● Dataset records

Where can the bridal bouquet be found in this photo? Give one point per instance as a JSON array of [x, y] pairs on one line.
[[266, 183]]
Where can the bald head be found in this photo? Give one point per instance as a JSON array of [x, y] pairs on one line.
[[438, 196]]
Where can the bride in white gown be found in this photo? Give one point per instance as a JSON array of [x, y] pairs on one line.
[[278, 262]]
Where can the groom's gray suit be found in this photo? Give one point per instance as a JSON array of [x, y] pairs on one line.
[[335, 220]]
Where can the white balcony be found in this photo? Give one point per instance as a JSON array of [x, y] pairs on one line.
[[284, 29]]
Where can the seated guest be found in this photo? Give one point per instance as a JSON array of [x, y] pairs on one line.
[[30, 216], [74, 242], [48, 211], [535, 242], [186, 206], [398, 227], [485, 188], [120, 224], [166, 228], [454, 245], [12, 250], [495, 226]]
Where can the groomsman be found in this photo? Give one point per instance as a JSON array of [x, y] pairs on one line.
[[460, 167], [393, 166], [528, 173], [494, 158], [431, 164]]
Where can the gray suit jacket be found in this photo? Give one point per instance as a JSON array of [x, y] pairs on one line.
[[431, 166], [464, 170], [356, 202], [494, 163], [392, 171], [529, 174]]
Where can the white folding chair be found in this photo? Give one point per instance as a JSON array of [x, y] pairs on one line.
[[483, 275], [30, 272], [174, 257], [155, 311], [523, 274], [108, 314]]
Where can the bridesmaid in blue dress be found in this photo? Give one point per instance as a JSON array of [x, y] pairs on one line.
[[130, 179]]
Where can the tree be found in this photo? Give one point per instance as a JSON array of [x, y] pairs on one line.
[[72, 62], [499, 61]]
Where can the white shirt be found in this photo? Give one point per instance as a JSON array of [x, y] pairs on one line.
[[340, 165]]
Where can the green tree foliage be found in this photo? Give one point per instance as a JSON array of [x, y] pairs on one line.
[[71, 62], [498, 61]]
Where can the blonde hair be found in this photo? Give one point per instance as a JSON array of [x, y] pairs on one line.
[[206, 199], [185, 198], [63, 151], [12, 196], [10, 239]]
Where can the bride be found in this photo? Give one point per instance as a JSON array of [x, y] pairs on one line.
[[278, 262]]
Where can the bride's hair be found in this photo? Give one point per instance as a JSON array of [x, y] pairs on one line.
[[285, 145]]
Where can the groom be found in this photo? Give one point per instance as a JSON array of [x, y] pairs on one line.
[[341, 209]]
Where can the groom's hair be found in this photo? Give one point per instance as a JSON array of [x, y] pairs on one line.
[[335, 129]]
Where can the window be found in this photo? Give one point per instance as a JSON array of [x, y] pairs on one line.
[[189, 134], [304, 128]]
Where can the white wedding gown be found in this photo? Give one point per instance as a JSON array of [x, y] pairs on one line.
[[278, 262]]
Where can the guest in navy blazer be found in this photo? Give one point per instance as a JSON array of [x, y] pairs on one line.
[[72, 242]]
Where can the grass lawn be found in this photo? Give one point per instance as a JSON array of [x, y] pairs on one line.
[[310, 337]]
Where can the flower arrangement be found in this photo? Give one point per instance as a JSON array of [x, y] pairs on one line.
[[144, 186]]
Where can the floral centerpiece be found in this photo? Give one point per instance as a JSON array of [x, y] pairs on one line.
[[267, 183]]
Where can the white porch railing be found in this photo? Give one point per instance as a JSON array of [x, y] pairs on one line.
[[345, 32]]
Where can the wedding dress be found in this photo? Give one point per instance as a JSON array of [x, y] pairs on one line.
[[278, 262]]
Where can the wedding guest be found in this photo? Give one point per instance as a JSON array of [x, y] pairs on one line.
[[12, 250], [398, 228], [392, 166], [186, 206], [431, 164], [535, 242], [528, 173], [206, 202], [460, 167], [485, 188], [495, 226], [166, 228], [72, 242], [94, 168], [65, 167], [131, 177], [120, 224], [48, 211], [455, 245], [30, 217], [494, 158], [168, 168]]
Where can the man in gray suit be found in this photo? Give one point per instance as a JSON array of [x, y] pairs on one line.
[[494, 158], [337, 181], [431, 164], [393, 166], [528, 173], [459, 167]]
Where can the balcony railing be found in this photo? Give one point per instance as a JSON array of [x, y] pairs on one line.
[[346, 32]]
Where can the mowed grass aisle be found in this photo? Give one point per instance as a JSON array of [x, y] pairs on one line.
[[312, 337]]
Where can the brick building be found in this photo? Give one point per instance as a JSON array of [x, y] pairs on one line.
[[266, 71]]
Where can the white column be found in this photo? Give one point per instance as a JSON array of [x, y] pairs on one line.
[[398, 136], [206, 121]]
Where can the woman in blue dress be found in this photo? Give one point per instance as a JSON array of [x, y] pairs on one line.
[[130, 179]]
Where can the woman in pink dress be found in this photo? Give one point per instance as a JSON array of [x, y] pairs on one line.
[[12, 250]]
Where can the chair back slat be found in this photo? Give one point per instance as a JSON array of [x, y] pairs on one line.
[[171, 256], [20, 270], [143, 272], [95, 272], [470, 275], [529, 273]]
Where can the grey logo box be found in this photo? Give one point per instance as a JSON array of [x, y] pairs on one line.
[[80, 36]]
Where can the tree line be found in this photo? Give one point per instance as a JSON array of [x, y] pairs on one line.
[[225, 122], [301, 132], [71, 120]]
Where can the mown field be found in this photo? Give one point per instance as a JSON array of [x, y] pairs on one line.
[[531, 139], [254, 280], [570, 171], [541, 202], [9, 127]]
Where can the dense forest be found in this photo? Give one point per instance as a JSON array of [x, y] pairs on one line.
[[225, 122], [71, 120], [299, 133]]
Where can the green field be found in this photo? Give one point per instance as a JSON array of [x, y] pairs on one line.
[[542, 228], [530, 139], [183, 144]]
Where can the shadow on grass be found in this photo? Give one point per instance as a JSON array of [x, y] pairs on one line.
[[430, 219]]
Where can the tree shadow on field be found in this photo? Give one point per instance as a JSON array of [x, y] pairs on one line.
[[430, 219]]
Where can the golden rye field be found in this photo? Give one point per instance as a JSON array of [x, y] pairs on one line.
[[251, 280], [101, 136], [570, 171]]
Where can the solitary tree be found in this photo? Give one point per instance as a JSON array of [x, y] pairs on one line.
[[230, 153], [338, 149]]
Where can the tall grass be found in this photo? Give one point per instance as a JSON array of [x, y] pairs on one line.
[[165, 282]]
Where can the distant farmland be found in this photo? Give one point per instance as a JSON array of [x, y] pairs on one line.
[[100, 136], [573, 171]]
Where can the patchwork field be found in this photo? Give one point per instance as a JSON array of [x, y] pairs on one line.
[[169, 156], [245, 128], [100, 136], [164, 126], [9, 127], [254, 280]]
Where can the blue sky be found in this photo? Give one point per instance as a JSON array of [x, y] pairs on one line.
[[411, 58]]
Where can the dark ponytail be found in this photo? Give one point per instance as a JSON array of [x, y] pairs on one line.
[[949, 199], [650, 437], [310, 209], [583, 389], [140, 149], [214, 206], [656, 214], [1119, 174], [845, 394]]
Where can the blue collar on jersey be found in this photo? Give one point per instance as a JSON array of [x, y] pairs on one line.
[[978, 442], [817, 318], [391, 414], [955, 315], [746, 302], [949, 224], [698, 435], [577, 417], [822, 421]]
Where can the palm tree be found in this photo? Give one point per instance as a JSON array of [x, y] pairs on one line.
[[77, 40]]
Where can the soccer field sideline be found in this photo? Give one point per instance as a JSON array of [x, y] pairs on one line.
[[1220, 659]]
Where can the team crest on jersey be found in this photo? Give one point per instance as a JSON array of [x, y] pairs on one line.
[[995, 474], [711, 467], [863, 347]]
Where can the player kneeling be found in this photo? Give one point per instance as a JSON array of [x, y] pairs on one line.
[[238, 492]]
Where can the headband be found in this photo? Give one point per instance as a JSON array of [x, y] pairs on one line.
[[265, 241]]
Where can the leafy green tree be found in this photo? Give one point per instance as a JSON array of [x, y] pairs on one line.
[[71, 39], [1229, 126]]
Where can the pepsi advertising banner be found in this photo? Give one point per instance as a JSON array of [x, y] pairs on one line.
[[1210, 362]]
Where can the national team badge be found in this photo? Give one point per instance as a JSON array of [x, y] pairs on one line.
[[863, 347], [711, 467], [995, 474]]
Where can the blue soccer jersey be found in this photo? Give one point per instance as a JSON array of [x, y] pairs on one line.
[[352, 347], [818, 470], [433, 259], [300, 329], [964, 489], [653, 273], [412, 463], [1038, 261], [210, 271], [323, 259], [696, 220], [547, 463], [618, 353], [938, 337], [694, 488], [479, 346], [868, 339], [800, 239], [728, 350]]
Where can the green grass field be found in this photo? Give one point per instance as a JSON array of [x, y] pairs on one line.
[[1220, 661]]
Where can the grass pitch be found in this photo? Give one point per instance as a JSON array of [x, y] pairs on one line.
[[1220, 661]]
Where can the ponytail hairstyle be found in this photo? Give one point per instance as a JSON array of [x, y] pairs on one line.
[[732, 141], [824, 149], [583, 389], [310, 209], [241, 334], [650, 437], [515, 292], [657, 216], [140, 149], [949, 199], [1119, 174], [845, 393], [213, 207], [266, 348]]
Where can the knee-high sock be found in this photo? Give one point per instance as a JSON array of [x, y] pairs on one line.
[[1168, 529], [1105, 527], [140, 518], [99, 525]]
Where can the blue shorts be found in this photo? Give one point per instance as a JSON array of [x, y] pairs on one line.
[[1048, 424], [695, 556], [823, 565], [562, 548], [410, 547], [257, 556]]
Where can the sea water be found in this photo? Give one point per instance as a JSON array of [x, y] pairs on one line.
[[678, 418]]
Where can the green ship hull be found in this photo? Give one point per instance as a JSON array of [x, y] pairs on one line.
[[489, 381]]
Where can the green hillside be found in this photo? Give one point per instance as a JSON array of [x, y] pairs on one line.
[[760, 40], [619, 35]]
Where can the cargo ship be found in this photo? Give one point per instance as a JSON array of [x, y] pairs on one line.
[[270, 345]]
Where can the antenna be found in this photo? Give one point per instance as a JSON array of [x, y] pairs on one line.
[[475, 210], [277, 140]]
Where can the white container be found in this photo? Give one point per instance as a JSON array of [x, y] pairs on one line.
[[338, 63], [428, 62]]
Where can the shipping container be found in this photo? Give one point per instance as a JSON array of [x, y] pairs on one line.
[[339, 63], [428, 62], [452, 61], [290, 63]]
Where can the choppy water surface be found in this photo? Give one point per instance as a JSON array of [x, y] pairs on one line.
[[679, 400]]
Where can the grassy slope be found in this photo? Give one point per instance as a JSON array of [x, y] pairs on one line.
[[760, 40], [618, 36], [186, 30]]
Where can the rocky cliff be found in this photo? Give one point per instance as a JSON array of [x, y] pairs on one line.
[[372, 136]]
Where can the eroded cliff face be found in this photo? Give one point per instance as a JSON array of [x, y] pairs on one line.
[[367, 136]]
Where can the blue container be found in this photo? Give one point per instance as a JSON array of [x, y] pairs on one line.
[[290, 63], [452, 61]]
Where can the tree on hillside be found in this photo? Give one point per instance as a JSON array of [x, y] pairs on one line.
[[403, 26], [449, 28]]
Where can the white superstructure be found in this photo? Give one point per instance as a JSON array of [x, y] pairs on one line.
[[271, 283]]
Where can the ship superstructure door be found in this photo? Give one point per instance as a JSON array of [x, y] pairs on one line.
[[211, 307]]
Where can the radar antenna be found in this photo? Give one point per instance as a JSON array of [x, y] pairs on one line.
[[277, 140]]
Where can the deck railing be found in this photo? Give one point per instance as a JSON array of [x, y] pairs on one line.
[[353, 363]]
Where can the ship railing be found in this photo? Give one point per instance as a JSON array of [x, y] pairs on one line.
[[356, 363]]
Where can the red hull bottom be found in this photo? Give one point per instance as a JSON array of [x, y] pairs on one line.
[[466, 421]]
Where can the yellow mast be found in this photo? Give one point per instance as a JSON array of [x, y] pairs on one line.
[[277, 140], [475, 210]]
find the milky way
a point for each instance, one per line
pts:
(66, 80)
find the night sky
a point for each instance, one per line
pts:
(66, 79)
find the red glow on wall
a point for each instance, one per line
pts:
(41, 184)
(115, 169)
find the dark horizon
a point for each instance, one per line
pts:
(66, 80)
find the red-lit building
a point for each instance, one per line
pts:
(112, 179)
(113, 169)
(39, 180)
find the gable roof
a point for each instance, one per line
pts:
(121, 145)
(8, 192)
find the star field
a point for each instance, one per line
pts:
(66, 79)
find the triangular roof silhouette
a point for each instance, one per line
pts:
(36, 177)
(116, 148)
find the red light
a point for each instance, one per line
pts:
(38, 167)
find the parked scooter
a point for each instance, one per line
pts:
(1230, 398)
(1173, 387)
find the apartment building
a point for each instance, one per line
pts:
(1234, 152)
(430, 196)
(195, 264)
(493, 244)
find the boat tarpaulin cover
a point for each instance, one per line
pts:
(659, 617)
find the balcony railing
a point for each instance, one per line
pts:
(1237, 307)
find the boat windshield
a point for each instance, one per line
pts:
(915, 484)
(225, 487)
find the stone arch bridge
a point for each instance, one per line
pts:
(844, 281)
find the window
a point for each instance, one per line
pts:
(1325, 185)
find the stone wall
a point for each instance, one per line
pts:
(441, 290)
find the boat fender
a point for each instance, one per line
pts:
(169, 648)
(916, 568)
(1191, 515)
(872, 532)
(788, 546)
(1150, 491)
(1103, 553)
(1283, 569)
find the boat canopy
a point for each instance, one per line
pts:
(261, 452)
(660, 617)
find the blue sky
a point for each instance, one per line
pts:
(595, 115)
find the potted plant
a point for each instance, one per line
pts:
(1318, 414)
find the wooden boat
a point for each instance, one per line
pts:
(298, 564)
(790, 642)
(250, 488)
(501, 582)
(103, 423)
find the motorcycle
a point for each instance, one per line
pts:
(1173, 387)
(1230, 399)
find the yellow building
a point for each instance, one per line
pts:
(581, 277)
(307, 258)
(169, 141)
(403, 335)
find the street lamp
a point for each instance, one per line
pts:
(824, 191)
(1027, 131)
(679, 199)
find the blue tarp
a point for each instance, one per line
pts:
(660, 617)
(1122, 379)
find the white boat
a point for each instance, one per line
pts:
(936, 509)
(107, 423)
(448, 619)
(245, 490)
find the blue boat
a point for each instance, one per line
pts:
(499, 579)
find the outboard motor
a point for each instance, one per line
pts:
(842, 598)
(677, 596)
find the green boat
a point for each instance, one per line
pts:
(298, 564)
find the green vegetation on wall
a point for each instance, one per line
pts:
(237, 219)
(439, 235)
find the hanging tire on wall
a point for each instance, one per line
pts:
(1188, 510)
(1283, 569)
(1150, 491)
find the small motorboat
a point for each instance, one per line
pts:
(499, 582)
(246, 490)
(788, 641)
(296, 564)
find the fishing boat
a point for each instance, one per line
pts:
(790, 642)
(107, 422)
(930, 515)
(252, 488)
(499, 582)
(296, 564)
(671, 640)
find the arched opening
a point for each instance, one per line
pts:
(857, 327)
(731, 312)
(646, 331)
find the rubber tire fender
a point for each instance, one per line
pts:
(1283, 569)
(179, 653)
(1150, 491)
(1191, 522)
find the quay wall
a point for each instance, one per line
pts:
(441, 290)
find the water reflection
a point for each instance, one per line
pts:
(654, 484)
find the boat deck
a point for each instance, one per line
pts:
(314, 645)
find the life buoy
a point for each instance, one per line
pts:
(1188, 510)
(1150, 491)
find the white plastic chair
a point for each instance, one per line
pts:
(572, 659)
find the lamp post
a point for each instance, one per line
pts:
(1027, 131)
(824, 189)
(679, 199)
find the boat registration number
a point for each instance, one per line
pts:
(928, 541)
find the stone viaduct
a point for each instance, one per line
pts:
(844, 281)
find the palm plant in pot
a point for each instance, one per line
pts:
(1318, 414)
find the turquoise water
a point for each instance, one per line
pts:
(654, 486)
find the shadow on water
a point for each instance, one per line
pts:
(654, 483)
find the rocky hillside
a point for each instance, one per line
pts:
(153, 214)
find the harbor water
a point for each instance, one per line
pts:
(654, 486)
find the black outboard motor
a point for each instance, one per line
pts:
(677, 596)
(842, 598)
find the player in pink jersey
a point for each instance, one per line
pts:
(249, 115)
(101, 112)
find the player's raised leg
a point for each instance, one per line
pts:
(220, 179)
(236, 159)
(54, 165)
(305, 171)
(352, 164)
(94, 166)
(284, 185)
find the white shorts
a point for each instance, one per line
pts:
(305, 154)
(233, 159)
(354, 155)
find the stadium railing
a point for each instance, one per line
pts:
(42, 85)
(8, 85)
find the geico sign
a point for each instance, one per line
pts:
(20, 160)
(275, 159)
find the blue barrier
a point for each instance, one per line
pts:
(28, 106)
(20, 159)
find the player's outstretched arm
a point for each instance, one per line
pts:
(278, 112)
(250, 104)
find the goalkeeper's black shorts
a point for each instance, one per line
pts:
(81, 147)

● Task details
A single figure is required: the number of lines above in which the string "roof" appears.

● Written solution
2